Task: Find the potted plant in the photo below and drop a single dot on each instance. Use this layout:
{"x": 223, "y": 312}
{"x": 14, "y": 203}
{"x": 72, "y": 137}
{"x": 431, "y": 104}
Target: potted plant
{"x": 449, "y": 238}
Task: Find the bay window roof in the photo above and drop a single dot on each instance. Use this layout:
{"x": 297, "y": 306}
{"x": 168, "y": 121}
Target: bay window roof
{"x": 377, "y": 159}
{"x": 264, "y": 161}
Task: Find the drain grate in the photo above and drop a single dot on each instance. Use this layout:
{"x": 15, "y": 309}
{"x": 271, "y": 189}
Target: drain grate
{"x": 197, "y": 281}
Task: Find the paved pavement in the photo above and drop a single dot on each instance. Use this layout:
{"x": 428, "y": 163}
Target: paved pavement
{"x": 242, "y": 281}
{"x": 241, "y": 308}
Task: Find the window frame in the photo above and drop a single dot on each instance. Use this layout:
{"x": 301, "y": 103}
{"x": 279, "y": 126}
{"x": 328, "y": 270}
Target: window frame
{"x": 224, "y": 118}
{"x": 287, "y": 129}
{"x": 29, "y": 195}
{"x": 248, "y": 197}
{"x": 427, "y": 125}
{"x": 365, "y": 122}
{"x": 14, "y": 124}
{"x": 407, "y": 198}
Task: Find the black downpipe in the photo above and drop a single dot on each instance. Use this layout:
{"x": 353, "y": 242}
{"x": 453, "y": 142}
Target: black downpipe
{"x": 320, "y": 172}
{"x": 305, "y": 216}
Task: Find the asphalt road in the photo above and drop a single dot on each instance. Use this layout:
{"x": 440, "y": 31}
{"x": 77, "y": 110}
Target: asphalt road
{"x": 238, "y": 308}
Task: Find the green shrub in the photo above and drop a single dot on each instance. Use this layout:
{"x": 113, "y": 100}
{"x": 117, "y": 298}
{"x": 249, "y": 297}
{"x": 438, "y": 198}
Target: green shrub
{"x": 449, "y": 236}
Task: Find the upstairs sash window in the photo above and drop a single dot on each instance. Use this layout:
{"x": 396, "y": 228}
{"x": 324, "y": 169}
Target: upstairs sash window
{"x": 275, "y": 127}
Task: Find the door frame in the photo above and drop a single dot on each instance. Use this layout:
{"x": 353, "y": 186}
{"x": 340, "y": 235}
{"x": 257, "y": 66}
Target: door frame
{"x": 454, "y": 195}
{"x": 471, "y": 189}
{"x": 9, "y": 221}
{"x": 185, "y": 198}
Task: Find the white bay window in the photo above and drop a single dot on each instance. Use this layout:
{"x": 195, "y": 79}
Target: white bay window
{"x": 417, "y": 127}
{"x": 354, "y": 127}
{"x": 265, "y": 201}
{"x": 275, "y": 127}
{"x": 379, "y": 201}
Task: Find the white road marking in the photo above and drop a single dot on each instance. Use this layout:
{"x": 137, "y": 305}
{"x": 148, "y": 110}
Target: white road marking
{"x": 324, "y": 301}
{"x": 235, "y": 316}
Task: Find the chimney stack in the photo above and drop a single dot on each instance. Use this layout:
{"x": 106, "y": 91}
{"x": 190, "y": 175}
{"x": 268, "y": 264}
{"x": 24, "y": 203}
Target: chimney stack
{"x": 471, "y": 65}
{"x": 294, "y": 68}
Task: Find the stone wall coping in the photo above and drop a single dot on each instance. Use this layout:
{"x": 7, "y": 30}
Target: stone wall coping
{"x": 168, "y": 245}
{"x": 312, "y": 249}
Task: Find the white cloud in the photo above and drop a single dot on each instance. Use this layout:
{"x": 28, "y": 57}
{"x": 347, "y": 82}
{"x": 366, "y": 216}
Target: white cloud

HOW TO COMPLETE THIS TASK
Sift through the material above and copy each line that holds "cloud".

RESULT BELOW
Task: Find the white cloud in the photo above and drop a single dot on each instance. Use this layout:
Target: white cloud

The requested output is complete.